■ Task brief
Rewrite every line from the one holding "of the asphalt" through the end, inclusive, shifting each point coordinate by adding 34 to both its x and y values and leaving everything else unchanged.

■ Material shown
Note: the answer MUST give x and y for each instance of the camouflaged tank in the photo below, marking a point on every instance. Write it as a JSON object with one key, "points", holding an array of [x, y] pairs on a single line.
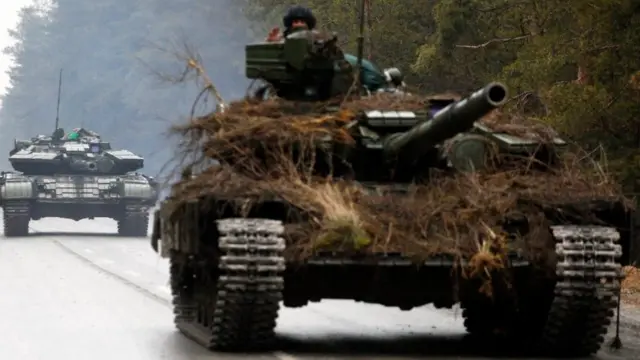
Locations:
{"points": [[75, 179], [229, 273]]}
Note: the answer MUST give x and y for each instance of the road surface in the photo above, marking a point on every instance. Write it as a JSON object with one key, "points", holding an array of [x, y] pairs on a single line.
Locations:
{"points": [[73, 290]]}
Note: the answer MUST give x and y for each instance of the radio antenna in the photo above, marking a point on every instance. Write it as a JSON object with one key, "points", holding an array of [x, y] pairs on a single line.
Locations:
{"points": [[58, 106], [360, 45]]}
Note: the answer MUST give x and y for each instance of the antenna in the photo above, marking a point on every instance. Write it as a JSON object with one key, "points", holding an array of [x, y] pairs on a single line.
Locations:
{"points": [[58, 107], [361, 44]]}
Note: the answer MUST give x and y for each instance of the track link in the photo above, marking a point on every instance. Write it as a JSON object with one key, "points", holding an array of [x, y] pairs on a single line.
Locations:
{"points": [[588, 283], [241, 315], [134, 224], [16, 218]]}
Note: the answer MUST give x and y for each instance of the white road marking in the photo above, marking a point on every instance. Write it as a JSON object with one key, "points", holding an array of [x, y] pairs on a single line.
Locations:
{"points": [[283, 356], [132, 273], [164, 289]]}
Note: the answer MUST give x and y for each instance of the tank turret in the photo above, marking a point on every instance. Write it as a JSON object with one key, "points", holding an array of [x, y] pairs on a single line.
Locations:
{"points": [[306, 65], [454, 119], [88, 154]]}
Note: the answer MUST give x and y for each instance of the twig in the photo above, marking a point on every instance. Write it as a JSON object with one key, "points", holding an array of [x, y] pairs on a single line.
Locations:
{"points": [[503, 40]]}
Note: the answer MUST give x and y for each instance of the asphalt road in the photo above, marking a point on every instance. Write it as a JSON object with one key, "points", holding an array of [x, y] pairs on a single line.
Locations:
{"points": [[73, 290]]}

■ The result
Note: the answer MUST give x and y for each instance of the asphalt road in the photo above, marking a point on every instance. Write it as a JSON object with one key, "points", holding an array of [x, y] pairs on a single line.
Locations:
{"points": [[107, 324]]}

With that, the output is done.